====== Data excerpts
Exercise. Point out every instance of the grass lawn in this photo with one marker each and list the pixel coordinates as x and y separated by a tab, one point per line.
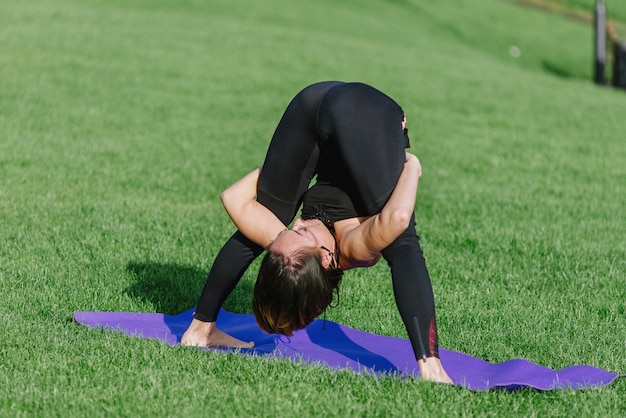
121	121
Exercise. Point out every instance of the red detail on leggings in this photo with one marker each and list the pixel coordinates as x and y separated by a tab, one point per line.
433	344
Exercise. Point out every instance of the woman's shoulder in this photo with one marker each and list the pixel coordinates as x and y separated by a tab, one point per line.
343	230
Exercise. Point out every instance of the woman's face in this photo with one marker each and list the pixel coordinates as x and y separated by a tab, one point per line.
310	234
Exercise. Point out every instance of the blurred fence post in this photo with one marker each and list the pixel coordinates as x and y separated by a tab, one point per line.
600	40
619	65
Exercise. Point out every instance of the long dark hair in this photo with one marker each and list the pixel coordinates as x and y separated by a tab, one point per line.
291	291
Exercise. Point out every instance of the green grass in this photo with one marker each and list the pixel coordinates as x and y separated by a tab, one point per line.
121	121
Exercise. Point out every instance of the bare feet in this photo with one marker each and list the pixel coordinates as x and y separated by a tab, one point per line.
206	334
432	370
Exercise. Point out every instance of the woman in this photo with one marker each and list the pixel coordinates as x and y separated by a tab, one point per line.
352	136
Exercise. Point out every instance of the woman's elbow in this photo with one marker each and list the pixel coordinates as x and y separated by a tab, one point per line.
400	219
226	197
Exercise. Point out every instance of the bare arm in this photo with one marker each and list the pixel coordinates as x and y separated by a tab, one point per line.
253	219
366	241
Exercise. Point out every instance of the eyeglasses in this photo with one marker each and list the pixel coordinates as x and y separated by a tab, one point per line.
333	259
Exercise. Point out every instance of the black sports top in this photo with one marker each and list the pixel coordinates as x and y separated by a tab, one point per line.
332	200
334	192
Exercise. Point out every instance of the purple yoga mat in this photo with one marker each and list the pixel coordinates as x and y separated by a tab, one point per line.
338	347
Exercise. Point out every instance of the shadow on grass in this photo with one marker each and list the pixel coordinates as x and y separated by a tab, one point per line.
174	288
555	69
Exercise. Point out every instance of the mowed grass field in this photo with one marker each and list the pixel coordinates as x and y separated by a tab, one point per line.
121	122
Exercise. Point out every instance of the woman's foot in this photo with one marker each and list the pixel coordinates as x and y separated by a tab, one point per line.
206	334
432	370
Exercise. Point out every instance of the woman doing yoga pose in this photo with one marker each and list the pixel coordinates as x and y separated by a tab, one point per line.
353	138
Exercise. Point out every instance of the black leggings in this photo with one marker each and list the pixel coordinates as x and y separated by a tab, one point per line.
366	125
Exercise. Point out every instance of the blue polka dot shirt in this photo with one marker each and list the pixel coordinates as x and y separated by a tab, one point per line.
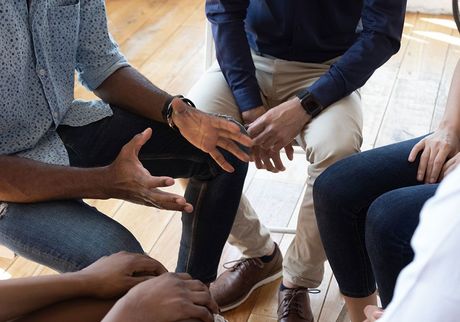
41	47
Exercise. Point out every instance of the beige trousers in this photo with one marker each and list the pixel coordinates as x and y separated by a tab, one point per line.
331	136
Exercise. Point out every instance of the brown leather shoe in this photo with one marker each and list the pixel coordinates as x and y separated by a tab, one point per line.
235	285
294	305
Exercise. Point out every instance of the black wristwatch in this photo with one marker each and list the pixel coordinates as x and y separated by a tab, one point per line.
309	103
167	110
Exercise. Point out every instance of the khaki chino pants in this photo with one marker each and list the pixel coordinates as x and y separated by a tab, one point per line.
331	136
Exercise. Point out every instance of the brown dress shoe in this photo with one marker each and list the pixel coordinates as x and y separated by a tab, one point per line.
============
#### Stated problem:
Write out again every line above exactly as given; the pictures do not belong in the copy.

#### Exercise result:
Exercise. Point out every instance of the grass lawn in this photo with one marker each and list the pixel coordinates as x and y separated by a tab, one point per line.
121	121
Exercise. Point out every instance of the red detail on leggings in this photo with one marker each and list the pixel coordinates as x and y separated by a tab, one point per line.
433	344
Exercise. Point out every instance of the woman's shoulder in this photo with one marker each and list the pixel coordinates as x and y separated by a tab, one point per line.
343	230
Exercise. Point out every instance of the woman's face in this photo with one marker each and list the pixel coordinates as x and y separated by a tab, one point per line.
310	234
Exercise. Point out every instance of the blurred fence post in this photo with one marker each and list the pixel coordinates as x and y separated by a tab, one point per line.
600	40
619	65
Exercise. Point out every instance of the long dark hair in this photo with one marker each and list the pixel coordinates as x and y separated by a tab, one point per line.
291	291
Exercise. Point out every instance of the green grass in this photo with one marker each and list the pixel coordinates as x and y separated by a tab, one point per line.
121	121
Exercise. Point out every instance of the bare feet in this photo with one marker each and list the pixel coordinates as x and y separated by a tab, one point per line.
206	334
432	370
Exercise. Point out every instance of the woman in this photo with one marker each and list the pixel coordinates as x and y separated by a tab, one point per line.
352	136
Exercise. Point out every instance of the woman's elbow in this photo with one marker each and list the pixel coordinates as x and y separated by a tab, one point per line.
400	219
226	197
Exercise. Point out every instance of the bare arm in this photo with one marker each and list the pixel coordinates as x and y separated by a tab, one point per line.
253	219
366	241
Exercise. Point out every instance of the eyeglasses in this photo with one marker each and list the pixel coordinates as x and y separated by a tab, one point per line.
333	259
Exercise. Point out every instance of the black sports top in this photo with one marker each and list the pixel coordinates as x and y separated by a tab, one point per line.
332	200
334	192
Exercise. Point out every instance of the purple yoga mat in this photo with one marker each and list the pixel coordinates as x and y separated by a tab, one point per line.
338	347
Exercise. Point out every instance of the shadow on grass in this photo with one marker each and list the pixel coordinates as x and y separated by a tab, one point per line.
174	288
555	69
Exercise. Point out every instance of the mowed grass field in this photo with one marker each and list the pixel coordinates as x and y separated by a tab, one point per line.
121	122
Exercise. Point out every instance of the woman's foot in this photo with one marker each and list the pixel coordinates as x and y separated by a tab, one point per line.
206	334
432	370
Exercise. Point out every instance of the woman doing yoga pose in this photo with one marker each and list the pixel coordinates as x and y separated by a tab, one point per line.
353	138
Exercise. Point out every instance of the black leggings in this photo with one marker each and list the pixel coordinates as x and y separated by a tab, one point per line.
366	125
Exercise. Point out every instance of the blue polka dot shirt in this photo with one marker each and list the pixel coordinates as x and y separated by a tab, one point per line.
41	47
Exercise. Point out every instance of the beige trousers in this photo with one marker each and list the pixel coordinates as x and y separated by a tab, one point per line.
331	136
Exercise. Point out every instance of the brown leather shoe in this photo with one marker each and list the pixel coordinates as x and y separated by a tab, one point per line.
235	285
294	305
Exercise. Point out every instance of the black wristwatch in this photo with one marker each and list the pixel coordinates as x and y separated by a tab, one point per line.
309	103
167	110
Exercise. Point out every instance of the khaki chino pants in this photo with one marker each and list the pixel coordinates as x and y separated by a tab, one point per line.
331	136
Exercise. Point out every instance of the brown dress shoe in this photo with one marker each and list the pixel coordinates as x and y separated by a tab, one point per line.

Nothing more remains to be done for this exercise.